WORK TO DO: Edit the data below by changing every "Can you spot" to "Can you find". Leave everything else as it is.

DATA LINES:
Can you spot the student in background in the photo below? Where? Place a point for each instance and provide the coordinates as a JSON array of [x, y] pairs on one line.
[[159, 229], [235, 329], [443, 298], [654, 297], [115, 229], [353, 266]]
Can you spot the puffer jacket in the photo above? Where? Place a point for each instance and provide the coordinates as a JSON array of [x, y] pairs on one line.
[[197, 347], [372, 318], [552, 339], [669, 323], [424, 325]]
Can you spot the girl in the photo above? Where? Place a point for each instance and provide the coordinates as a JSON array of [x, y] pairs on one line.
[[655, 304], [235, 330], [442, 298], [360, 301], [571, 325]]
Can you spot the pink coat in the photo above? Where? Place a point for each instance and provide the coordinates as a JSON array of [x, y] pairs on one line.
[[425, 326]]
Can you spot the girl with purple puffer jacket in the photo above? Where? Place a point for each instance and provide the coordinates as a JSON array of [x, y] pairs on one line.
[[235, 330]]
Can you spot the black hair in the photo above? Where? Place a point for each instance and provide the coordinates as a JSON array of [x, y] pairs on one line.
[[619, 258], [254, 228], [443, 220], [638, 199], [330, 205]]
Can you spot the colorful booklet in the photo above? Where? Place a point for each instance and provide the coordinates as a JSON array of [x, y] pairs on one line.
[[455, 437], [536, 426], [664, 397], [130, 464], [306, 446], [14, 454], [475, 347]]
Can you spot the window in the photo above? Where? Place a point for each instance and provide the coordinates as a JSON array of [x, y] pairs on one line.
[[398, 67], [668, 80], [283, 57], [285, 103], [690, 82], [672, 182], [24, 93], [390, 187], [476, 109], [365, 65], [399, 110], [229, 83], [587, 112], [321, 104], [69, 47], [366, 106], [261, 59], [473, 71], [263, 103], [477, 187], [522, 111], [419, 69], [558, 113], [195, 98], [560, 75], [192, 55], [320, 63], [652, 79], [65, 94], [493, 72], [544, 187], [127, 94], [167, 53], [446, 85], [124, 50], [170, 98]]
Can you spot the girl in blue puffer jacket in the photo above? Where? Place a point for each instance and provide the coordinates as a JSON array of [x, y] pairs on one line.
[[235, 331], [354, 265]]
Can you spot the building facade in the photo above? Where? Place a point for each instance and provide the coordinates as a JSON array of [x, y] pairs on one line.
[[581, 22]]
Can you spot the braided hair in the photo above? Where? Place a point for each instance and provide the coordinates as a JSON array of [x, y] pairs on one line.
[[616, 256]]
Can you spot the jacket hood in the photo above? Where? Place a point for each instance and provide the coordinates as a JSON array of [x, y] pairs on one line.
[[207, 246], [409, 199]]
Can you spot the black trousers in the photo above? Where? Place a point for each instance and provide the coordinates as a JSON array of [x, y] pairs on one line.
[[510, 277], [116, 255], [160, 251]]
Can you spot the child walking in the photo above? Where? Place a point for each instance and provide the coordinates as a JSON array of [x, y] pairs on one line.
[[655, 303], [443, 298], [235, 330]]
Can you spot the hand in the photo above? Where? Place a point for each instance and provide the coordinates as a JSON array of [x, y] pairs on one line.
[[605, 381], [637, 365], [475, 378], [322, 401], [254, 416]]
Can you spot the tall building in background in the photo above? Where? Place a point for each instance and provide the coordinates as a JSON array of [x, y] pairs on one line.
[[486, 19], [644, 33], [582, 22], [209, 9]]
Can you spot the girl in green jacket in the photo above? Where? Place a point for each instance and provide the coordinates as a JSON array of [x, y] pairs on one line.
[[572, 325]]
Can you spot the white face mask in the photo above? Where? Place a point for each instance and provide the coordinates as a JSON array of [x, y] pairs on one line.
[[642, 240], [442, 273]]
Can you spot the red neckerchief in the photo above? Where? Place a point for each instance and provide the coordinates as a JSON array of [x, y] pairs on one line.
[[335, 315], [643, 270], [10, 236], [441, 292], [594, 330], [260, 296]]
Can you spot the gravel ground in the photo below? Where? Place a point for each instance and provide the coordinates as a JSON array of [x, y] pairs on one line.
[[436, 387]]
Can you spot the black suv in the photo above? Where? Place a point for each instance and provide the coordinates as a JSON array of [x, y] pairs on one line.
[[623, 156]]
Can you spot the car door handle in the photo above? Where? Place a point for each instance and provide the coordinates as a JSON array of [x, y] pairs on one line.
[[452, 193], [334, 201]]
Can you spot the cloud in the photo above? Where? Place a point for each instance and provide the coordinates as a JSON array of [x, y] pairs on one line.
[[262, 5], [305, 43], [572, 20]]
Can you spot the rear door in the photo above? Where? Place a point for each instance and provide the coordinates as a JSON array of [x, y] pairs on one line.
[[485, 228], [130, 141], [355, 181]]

EXERCISE OUTPUT:
Can you find the student in background in the photo below? Where? Place a point for each instance and provide the coordinates as a JSON array of [x, y] pairs on one line.
[[159, 229], [235, 329], [443, 298], [654, 297], [115, 229], [353, 266]]
Can you find the puffer jacket in the photo above? Where? Place a point for each instance and provide the coordinates as a JSON array of [x, y] pairs on one line.
[[197, 347], [372, 318], [552, 339], [669, 323], [424, 325]]
Can you find the girl in the photo above? Where? Place a point for each instance and provide the coordinates as a JSON array of [x, y] pairs on one line.
[[655, 304], [235, 330], [442, 298], [360, 301], [571, 325]]
Can you find the pink coat in the photo above? Where? Place a point for each instance and provide the coordinates as a JSON array of [x, y] pairs on one line.
[[425, 326]]
Can you find the girl with purple puffer jacket in the photo above? Where? Place a point for each instance and provide the coordinates as a JSON array of [x, y] pairs on one line.
[[235, 330]]
Can you find the black hair in the photo above? Where? Place a point for each instance and provide the coordinates as a JSON array of [x, y] pairs on one line.
[[619, 258], [254, 228], [443, 220], [638, 199], [330, 205]]
Can you find the colorful booklet in the photo above? Where? Place a point for each instance and provide the coordinates as a JSON array of [x, y] pairs on one line.
[[455, 437], [536, 426], [664, 397], [130, 464], [306, 446], [14, 454], [475, 347]]
Can you find the window in the photo above? Where? Place a point for each instance and provide the coordinates as a JSON array of [x, y] pairs on one line.
[[398, 67], [668, 80], [283, 57], [285, 103], [690, 82], [672, 182], [24, 93], [390, 187], [476, 109], [365, 65], [399, 110], [229, 83], [587, 112], [321, 104], [69, 47], [366, 106], [261, 59], [473, 71], [263, 103], [477, 187], [522, 111], [419, 69], [558, 113], [195, 98], [560, 75], [192, 55], [320, 63], [652, 79], [65, 94], [493, 72], [544, 187], [127, 94], [167, 53], [446, 85], [124, 50], [170, 98]]
Can you find the girl in blue puffer jacket in the photo above? Where? Place a point for each instance and provide the coordinates as a JSON array of [x, y] pairs on one line.
[[235, 331], [354, 265]]
Can you find the building facade in the photo above? Where? Place a point for each instance and provide the coordinates as a JSON array of [x, y] pairs on one line.
[[581, 22]]
Can you find the braided hair in the photo above? Where? Place a point for each instance and provide the coordinates as a JSON array of [x, y] pairs on one line.
[[616, 256]]
Can you find the jacket hood in the photo above? Where? Place a point for each instance and provide the coordinates as a JSON array of [x, y] pairs on one line.
[[207, 246], [409, 199]]
Can you find the black trousers in the photo above? Where? Place a point for each instance and provide the coordinates as a JSON array of [x, y] pairs on one line.
[[510, 277], [116, 255], [160, 251]]
Can you find the child walking in the photo above? Where? Place a point for each instance and provide the coordinates as a JSON array of [x, y] pairs on one line.
[[655, 303], [443, 298], [235, 330]]
Can you find the hand in the photo above? Where? Place a point for each instance and provide the coordinates as a JSON array of [x, y] pairs on one line.
[[605, 381], [637, 365], [475, 378], [322, 401], [254, 416]]
Can you find the tall building in background in the photo above? Where? Place a point for each instance and provide the coordinates as a JSON array of [x, y] pairs on one line.
[[486, 19], [644, 33], [582, 22], [209, 9]]
Can you find the girl in green jacket in the photo above? Where? Place a point for each instance and provide the coordinates as a JSON array of [x, y] pairs on one line.
[[572, 325]]
Can you find the white face mask in the photo above? Where? Place a point for each instance and provide the coordinates as a JSON array of [x, y] pairs on one line.
[[642, 240], [442, 273]]
Can you find the red neckerchief in the photo above? Where? Place a point for each instance and provide the coordinates as a JSON array of [x, y] pairs on one line.
[[335, 315], [643, 270], [10, 236], [441, 292], [594, 330], [260, 296]]
Can you find the gravel ground in the photo below? Where? Place a point for each instance and provide the coordinates as a JSON array of [x, y] pairs on one line.
[[436, 387]]
Can you find the black suv in the photo above? Where? Place a point for each instance and provide the coordinates as a JSON array of [x, y] pairs on one line.
[[623, 156]]
Can you find the car door handle in the photo above? Where? Place a point for each instance and provide the coordinates as a JSON array of [x, y] pairs on one line.
[[452, 193], [334, 201]]
Can you find the cloud in the photo above? Where? Place a point for each instance and provide the coordinates as a JSON array of [x, y] pairs on one line.
[[262, 5], [305, 43], [572, 20]]
Can you find the rear door in the photo above? Where? Place a point for each instance and provide the coordinates as a JSON array of [x, y] pairs on one line.
[[485, 228], [130, 141], [355, 181]]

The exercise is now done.